# [読解用抜粋]
福岡市医師会長の江頭でございます。年頭にあたり謹んで新年のご挨拶を申し上げます。
さて、今年は干支の折り返しで、物事が始まる年でもある31番目の甲午のうま年です。昔からうま年は世の中が大きく動くとも言われています。
今年の日本は国際関係や経済などで大きな変化があるかもしれませんが、医療界も間違いなくこの動きに巻き込まれることになると思います。
昨年7月の参院選では、与党の自民党と公明党が大勝して衆参のねじれが解消したため、安倍政権は特定秘密保護法案の強制採決に見られたように、今後ますます強気の政策を推し進めてくるものと思われます。
この流れは医療政策にも及ぶことが容易に予想され、経済財政諮問会議の復活や、医療関連産業を成長牽引産業と位置付けた日本再興戦略の策定など、医療の産業化、規制緩和に向けた動きが強まっております。

# [設問]
1/ 抜粋のうち、「今年の日本は国際関係や経済な」から「けた動きが強まっております。」までを、両端の語句も含めてもう一度書きなさい。
2/ 抜粋によると、昨年7月の参院選で大勝したのはどの政党か。

# [提示データ]

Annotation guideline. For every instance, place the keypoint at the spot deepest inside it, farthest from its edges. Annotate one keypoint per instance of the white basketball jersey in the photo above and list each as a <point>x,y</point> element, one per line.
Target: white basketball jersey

# [解答]
1/
今年の日本は国際関係や経済などで大きな変化があるかもしれませんが、医療界も間違いなくこの動きに巻き込まれることになると思います。
昨年7月の参院選では、与党の自民党と公明党が大勝して衆参のねじれが解消したため、安倍政権は特定秘密保護法案の強制採決に見られたように、今後ますます強気の政策を推し進めてくるものと思われます。
この流れは医療政策にも及ぶことが容易に予想され、経済財政諮問会議の復活や、医療関連産業を成長牽引産業と位置付けた日本再興戦略の策定など、医療の産業化、規制緩和に向けた動きが強まっております。

2/ 与党の自民党と公明党。